» **Records from a dataset**
══════════
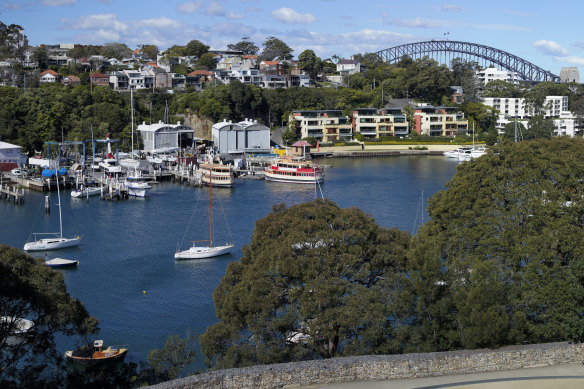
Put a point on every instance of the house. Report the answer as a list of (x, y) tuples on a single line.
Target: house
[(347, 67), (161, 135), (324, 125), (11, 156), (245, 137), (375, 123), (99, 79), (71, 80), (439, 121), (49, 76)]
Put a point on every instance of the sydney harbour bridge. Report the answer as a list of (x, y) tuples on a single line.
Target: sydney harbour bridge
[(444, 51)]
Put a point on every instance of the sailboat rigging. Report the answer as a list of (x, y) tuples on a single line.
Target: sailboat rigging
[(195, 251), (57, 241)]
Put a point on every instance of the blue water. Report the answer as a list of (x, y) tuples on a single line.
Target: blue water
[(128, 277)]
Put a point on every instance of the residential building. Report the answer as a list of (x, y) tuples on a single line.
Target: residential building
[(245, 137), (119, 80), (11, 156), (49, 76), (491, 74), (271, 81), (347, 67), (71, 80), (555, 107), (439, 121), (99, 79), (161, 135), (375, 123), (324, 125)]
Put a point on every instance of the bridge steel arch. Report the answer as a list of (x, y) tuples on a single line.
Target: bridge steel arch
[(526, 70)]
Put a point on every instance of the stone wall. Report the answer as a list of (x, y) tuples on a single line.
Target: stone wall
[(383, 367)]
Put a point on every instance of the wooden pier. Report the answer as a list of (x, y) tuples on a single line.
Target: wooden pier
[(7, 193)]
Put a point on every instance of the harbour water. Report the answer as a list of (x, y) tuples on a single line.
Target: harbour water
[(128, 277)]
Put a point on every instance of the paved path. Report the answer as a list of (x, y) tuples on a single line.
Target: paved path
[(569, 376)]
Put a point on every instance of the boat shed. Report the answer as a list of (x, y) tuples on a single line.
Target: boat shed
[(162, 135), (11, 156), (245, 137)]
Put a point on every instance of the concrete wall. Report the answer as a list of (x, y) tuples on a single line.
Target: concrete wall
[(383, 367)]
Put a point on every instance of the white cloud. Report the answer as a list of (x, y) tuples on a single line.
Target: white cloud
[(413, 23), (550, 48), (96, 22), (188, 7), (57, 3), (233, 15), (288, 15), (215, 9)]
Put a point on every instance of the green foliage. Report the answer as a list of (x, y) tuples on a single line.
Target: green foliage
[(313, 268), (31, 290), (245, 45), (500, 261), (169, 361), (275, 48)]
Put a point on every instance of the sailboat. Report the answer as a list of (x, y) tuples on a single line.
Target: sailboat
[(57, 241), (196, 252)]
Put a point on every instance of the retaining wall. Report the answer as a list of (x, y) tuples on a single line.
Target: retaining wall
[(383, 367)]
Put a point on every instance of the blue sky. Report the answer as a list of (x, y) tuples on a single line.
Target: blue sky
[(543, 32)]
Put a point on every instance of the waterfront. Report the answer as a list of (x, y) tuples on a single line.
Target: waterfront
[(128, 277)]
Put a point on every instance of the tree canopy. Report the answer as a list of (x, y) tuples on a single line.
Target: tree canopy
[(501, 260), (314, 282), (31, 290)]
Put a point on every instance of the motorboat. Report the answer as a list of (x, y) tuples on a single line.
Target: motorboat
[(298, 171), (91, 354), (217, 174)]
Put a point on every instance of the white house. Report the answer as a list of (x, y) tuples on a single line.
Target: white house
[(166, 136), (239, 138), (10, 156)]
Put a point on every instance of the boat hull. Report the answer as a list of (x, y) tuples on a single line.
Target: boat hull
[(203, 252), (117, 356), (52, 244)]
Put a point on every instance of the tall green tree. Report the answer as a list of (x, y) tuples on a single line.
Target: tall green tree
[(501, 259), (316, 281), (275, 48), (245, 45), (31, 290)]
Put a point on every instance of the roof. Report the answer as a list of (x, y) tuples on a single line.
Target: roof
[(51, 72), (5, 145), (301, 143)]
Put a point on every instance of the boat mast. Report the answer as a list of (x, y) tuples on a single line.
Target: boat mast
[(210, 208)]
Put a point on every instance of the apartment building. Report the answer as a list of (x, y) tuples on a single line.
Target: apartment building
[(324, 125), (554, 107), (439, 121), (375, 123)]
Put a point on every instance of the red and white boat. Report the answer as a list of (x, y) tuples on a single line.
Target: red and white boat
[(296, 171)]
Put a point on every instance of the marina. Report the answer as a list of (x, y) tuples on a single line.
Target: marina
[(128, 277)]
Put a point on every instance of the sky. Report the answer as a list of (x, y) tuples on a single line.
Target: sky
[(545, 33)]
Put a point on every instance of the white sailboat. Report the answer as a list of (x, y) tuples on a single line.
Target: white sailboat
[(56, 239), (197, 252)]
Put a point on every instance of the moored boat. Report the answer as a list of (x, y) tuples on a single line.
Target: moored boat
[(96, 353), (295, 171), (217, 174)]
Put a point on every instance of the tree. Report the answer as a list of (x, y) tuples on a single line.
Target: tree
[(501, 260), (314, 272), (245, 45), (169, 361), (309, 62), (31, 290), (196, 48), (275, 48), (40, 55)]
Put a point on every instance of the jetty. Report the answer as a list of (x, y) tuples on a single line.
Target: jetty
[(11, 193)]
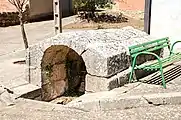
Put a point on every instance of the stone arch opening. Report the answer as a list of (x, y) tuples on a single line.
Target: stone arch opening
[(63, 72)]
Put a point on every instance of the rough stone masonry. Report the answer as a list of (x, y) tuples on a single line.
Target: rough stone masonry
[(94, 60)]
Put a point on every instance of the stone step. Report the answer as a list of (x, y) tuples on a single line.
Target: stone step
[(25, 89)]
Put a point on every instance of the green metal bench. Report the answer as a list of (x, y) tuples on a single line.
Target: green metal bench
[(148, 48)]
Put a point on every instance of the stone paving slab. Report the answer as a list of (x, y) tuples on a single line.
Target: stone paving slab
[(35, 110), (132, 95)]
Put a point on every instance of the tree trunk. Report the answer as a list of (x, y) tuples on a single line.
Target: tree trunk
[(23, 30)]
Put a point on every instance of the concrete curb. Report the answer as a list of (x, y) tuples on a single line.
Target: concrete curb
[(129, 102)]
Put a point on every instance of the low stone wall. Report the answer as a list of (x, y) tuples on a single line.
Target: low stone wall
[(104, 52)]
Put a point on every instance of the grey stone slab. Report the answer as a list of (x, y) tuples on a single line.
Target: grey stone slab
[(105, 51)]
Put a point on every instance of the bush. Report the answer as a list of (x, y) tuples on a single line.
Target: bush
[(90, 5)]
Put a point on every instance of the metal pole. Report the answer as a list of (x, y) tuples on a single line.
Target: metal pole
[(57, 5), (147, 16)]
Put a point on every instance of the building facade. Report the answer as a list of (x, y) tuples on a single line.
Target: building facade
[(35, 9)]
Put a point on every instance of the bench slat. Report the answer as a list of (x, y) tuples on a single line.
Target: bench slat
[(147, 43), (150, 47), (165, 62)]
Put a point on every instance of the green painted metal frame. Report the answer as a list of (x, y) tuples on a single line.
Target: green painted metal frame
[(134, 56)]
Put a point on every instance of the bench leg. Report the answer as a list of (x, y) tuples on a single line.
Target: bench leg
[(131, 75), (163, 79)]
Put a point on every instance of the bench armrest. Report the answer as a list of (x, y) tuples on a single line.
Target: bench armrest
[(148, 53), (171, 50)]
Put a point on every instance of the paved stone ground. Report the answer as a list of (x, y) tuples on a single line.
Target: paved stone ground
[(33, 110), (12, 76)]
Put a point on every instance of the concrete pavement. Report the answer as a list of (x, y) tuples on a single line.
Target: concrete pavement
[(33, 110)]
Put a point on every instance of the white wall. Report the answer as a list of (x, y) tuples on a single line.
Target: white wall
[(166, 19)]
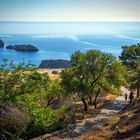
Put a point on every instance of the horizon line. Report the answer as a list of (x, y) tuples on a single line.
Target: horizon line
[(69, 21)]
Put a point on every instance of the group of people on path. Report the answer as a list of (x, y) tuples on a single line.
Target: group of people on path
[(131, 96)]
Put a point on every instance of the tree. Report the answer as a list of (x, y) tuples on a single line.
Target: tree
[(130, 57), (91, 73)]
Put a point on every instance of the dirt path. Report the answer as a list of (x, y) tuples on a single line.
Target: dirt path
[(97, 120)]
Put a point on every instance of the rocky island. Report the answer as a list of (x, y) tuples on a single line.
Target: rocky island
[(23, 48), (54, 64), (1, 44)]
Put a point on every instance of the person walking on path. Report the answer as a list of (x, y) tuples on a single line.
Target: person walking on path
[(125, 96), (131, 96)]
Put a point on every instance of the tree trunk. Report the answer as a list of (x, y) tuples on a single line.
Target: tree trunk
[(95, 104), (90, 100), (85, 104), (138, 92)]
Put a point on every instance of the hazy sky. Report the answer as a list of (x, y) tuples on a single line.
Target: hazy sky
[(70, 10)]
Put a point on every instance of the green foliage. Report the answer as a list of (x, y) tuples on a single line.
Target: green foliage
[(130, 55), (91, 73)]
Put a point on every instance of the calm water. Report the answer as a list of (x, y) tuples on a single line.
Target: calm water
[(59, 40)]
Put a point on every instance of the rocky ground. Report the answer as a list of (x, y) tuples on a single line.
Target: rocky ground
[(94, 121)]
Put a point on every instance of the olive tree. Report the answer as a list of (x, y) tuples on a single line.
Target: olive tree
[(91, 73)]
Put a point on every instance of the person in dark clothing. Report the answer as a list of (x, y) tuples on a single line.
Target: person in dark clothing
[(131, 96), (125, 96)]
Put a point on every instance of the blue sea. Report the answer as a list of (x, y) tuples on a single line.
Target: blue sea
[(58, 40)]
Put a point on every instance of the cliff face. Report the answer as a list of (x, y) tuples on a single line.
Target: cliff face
══════════
» **Try it**
Retype the records above, but only those lines that fall between the line containing "Target: sky" and the line containing "Put a point on every instance of the moored", with both of those lines included, exactly as written.

» **Exercise response**
Target: sky
[(545, 33)]
Put a point on every instance of the white sailboat. Report the answer as a list of (x, y) tuples on a single line.
Target: white sailboat
[(56, 239), (197, 252)]
Put a point on every instance of the moored boat. Report the answer as a list of (x, y) tuples on a single line.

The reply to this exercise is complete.